━━━━━ Data in this exercise ━━━━━

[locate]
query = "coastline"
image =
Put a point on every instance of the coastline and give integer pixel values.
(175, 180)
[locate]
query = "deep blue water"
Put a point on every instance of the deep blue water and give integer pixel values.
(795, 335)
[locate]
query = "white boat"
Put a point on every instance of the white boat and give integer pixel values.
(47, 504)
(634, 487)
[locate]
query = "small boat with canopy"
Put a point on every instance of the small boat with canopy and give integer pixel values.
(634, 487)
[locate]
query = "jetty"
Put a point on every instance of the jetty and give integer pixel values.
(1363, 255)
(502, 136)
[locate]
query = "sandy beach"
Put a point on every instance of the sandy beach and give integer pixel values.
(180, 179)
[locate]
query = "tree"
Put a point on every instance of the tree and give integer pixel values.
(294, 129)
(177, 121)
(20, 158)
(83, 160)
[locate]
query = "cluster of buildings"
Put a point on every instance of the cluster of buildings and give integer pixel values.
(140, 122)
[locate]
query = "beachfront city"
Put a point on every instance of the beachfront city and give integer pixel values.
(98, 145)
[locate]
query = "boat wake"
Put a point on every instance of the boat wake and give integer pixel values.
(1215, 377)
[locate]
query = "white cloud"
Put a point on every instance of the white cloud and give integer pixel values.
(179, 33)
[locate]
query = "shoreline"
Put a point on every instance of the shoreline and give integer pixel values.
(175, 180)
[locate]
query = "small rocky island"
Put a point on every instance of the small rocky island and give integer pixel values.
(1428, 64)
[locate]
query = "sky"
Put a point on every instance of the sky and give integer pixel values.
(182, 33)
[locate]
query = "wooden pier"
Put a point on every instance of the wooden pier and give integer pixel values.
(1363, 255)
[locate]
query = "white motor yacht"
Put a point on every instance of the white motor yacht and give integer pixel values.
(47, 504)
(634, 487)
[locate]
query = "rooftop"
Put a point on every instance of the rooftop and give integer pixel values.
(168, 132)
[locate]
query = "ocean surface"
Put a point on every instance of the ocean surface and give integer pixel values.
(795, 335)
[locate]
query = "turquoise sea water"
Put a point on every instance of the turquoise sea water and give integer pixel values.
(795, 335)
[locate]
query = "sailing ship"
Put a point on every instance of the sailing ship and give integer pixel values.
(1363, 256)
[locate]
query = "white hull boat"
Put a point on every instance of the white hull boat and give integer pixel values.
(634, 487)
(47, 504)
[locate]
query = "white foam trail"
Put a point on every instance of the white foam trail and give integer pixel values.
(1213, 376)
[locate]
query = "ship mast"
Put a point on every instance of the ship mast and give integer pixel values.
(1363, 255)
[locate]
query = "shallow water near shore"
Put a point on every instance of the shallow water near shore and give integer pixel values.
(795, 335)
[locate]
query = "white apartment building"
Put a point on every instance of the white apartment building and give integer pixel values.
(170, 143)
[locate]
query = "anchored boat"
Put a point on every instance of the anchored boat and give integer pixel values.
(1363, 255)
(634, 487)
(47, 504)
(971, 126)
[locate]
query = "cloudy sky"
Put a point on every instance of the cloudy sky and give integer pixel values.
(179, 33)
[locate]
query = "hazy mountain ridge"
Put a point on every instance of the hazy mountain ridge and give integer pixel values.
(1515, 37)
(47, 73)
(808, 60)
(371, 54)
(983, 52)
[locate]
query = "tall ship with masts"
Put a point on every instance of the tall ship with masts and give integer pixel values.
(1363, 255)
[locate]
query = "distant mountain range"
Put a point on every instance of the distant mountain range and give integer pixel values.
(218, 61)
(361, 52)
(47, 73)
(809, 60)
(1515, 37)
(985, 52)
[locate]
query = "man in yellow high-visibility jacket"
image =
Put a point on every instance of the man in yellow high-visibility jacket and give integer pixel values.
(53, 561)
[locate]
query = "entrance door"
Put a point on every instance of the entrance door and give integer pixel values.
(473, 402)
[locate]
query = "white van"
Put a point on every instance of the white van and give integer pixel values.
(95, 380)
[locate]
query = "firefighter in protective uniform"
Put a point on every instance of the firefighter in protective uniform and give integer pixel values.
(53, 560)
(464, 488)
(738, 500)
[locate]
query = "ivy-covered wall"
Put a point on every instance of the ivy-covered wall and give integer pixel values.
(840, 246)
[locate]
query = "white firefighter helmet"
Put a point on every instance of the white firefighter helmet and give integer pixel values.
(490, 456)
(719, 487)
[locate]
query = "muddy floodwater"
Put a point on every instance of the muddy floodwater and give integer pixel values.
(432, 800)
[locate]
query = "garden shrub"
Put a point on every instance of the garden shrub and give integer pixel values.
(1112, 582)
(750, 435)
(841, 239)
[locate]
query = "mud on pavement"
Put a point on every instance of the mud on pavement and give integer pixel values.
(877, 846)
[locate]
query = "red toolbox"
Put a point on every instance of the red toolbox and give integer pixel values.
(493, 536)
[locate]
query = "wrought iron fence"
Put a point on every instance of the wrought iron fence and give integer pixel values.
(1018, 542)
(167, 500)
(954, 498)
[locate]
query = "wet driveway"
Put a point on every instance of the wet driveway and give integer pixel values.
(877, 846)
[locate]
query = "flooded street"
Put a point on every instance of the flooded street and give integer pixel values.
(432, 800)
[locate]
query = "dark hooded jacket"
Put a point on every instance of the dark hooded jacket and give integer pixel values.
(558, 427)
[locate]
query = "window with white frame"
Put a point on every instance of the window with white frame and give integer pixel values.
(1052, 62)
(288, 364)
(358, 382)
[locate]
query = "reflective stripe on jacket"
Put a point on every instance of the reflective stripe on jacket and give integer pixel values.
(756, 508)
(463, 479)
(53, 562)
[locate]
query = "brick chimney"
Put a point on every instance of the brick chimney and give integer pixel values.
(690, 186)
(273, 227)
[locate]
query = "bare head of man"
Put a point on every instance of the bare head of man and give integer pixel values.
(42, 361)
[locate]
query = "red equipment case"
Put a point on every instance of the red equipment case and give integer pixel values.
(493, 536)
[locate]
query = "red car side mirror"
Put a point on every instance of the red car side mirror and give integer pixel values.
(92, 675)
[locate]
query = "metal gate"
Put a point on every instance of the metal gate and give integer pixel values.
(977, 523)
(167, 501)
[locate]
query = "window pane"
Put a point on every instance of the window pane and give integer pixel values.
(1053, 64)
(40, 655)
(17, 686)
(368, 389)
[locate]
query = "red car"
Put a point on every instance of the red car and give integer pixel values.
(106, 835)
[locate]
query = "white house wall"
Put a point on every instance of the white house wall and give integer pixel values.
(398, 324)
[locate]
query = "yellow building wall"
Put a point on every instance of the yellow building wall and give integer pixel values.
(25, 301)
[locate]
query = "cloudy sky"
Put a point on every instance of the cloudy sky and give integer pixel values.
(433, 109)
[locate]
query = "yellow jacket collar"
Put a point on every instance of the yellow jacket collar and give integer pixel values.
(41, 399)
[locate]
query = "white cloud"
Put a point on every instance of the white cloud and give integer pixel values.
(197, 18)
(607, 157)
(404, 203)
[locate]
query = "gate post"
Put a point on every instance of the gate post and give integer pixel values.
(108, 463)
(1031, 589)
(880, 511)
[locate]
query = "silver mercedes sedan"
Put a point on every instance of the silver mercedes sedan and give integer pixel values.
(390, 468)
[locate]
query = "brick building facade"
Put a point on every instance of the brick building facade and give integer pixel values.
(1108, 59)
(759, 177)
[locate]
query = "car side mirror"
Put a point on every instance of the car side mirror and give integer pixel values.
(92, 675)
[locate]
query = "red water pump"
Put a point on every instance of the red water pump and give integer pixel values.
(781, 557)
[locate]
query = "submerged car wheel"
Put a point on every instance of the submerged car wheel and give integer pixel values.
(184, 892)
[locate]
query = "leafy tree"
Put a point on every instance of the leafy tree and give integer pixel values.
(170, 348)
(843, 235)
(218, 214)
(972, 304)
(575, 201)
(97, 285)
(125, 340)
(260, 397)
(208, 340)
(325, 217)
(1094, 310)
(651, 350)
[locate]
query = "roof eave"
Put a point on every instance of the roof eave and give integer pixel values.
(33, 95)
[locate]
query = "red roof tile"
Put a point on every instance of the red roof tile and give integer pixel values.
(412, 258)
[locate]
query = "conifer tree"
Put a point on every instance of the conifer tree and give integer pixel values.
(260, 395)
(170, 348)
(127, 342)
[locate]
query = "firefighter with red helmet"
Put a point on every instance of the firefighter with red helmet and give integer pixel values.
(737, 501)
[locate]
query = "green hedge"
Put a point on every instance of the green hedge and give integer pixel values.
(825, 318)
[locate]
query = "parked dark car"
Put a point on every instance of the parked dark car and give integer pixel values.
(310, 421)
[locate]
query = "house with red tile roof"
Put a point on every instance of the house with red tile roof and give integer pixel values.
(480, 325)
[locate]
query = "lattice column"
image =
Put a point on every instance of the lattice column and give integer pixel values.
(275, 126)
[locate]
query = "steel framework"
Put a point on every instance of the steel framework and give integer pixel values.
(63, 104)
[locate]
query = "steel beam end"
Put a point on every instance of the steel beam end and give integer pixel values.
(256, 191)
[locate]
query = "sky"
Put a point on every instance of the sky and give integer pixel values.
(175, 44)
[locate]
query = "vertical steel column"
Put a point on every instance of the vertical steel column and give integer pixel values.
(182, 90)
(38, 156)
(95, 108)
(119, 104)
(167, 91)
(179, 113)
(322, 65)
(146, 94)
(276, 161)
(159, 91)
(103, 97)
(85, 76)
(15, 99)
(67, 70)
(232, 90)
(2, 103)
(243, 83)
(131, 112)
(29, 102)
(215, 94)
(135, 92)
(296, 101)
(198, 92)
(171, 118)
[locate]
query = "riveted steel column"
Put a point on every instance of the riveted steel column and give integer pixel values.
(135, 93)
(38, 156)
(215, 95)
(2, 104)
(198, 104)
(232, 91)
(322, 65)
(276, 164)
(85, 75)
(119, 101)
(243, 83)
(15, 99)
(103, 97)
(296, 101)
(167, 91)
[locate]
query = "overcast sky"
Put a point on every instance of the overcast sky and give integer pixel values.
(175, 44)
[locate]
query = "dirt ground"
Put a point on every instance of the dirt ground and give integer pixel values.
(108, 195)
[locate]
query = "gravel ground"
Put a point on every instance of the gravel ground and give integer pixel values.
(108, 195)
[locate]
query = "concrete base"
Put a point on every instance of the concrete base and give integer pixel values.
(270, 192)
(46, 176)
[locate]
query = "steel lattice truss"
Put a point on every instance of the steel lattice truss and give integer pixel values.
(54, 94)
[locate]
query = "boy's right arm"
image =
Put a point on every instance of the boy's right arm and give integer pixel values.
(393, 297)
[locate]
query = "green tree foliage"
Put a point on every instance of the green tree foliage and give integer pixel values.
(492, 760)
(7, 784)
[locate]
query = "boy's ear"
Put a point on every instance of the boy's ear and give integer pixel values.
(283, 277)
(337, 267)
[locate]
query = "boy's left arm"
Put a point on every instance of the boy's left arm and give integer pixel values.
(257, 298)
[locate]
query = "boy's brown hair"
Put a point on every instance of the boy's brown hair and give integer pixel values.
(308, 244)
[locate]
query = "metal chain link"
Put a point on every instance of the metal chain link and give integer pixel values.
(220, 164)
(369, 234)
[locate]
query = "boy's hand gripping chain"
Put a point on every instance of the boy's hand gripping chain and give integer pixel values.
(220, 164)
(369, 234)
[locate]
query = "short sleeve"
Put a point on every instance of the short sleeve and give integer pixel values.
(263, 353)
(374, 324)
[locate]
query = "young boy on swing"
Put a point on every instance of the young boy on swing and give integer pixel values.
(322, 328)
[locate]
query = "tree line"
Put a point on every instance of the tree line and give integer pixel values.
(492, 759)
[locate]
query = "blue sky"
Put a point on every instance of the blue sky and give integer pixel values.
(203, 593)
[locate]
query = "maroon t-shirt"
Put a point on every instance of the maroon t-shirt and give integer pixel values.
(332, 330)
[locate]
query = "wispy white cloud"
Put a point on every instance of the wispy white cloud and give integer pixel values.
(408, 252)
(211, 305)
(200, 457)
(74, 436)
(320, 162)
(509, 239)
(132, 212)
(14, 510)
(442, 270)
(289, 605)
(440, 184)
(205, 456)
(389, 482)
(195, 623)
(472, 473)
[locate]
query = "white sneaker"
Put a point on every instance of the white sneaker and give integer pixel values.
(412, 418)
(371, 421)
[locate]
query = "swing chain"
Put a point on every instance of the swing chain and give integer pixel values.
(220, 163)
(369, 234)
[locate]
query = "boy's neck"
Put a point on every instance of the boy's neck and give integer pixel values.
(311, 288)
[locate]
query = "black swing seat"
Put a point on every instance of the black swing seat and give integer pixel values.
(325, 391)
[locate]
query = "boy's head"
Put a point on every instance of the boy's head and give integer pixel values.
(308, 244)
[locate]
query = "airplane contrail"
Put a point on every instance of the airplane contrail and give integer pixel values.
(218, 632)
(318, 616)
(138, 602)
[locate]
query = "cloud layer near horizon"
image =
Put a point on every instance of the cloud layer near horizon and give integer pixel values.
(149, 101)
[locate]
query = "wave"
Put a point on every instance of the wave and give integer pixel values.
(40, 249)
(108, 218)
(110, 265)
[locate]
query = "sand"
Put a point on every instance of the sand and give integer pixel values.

━━━━━

**The problem**
Tally the lines in the entries above that contain the word "pane", with case counting, and give only the number.

**Answer to this problem**
2